▶ **Data to process**:
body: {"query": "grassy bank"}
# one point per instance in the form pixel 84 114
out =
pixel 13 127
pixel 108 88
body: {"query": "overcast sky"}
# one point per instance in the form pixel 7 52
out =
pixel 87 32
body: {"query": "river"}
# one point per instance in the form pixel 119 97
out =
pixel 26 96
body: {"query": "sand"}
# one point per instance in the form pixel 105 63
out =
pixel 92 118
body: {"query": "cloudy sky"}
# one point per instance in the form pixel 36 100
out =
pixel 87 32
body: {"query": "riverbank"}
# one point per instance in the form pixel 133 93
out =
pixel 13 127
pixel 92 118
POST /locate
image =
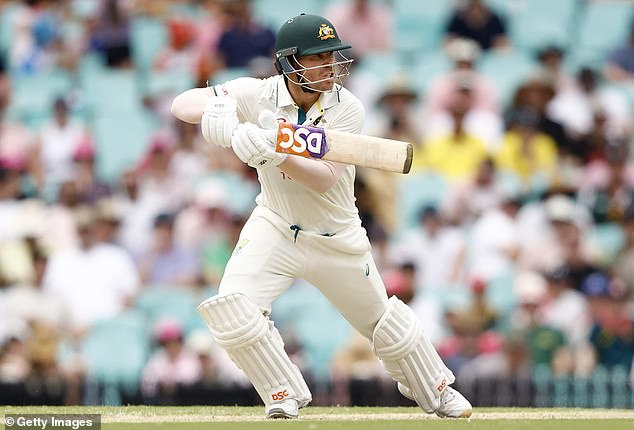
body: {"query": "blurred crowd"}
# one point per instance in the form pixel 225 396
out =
pixel 512 238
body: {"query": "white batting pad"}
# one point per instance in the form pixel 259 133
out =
pixel 409 357
pixel 256 346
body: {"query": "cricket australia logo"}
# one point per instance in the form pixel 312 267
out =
pixel 240 246
pixel 326 32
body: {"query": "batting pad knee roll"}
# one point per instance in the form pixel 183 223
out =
pixel 255 345
pixel 409 357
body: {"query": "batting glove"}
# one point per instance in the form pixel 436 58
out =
pixel 251 145
pixel 219 120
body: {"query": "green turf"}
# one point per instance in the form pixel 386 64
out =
pixel 141 413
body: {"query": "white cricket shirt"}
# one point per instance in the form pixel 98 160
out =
pixel 330 212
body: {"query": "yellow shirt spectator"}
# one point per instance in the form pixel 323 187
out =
pixel 527 153
pixel 454 156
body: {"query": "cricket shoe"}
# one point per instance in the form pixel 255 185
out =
pixel 453 405
pixel 286 409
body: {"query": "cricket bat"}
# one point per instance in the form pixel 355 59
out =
pixel 348 148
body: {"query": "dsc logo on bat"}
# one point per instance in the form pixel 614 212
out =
pixel 309 142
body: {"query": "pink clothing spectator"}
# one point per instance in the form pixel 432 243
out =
pixel 443 89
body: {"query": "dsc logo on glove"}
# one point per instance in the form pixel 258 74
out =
pixel 279 395
pixel 309 142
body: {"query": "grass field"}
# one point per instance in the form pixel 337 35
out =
pixel 326 418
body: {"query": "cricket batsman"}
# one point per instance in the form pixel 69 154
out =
pixel 305 225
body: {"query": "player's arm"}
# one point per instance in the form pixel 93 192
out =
pixel 217 116
pixel 319 176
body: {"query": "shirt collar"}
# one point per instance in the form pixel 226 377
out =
pixel 283 97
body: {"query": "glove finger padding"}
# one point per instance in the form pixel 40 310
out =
pixel 251 145
pixel 219 120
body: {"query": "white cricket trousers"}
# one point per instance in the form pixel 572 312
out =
pixel 269 256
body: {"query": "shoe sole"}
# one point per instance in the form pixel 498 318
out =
pixel 277 414
pixel 464 414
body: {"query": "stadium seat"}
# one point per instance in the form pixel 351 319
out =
pixel 603 27
pixel 116 349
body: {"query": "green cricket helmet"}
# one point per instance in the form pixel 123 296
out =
pixel 309 35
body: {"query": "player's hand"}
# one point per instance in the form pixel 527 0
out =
pixel 219 120
pixel 252 146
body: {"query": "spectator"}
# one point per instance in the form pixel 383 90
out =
pixel 612 333
pixel 607 182
pixel 623 267
pixel 464 53
pixel 216 253
pixel 89 186
pixel 156 182
pixel 454 153
pixel 546 344
pixel 494 246
pixel 587 108
pixel 479 315
pixel 110 34
pixel 364 24
pixel 217 369
pixel 190 160
pixel 525 152
pixel 566 309
pixel 563 240
pixel 244 38
pixel 436 248
pixel 551 65
pixel 59 139
pixel 536 93
pixel 619 66
pixel 476 21
pixel 94 280
pixel 173 364
pixel 463 106
pixel 138 208
pixel 467 201
pixel 181 54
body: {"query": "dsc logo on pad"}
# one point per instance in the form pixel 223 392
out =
pixel 309 142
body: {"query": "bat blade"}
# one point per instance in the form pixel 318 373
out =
pixel 342 147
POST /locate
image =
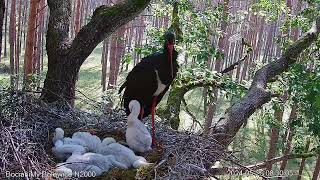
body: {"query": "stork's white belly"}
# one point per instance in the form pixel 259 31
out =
pixel 161 86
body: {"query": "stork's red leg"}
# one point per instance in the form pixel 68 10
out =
pixel 153 109
pixel 141 112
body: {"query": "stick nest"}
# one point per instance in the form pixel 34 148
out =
pixel 27 125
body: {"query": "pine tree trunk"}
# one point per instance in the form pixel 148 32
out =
pixel 303 161
pixel 17 48
pixel 78 16
pixel 316 169
pixel 293 116
pixel 5 29
pixel 2 11
pixel 112 59
pixel 65 57
pixel 104 60
pixel 274 136
pixel 29 53
pixel 221 44
pixel 12 39
pixel 40 39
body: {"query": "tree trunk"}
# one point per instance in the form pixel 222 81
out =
pixel 29 52
pixel 5 29
pixel 221 44
pixel 17 48
pixel 316 169
pixel 77 19
pixel 112 59
pixel 2 11
pixel 293 116
pixel 12 39
pixel 273 140
pixel 257 95
pixel 40 39
pixel 303 161
pixel 65 57
pixel 104 60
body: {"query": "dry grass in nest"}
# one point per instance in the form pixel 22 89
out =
pixel 27 126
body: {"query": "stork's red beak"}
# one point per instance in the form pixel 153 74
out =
pixel 170 48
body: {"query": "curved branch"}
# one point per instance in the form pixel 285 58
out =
pixel 257 95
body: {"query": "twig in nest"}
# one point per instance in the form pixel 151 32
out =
pixel 194 118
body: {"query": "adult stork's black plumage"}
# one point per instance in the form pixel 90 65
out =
pixel 150 79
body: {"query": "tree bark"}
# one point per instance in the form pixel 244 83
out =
pixel 221 44
pixel 303 161
pixel 5 28
pixel 274 139
pixel 2 11
pixel 77 19
pixel 29 52
pixel 258 95
pixel 17 48
pixel 12 39
pixel 316 169
pixel 292 117
pixel 65 57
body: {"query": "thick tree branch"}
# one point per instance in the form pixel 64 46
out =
pixel 58 26
pixel 257 95
pixel 105 20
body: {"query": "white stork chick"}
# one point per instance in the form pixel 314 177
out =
pixel 122 154
pixel 137 135
pixel 58 135
pixel 87 140
pixel 88 162
pixel 62 150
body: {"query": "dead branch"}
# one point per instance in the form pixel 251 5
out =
pixel 258 94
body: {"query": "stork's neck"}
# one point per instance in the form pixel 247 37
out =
pixel 134 114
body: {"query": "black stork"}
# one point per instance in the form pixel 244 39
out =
pixel 150 79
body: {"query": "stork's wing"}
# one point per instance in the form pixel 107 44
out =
pixel 141 83
pixel 160 96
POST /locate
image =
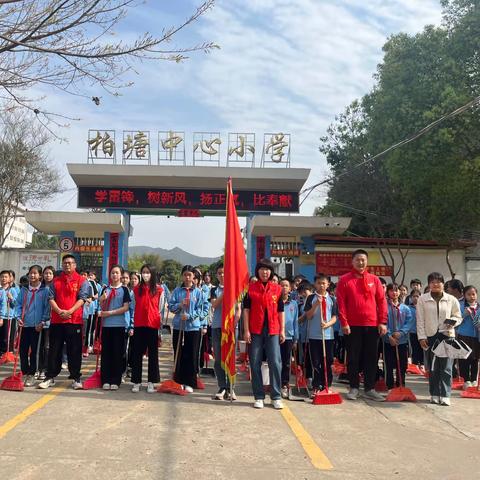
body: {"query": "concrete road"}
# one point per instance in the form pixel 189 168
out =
pixel 103 435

▶ **Goal**:
Report each line of the listing above that contains the string "shoe", treating case as significant.

▶ **Solution to this exercise**:
body: {"query": "cricket shoe"}
body: {"query": "shoe sole"}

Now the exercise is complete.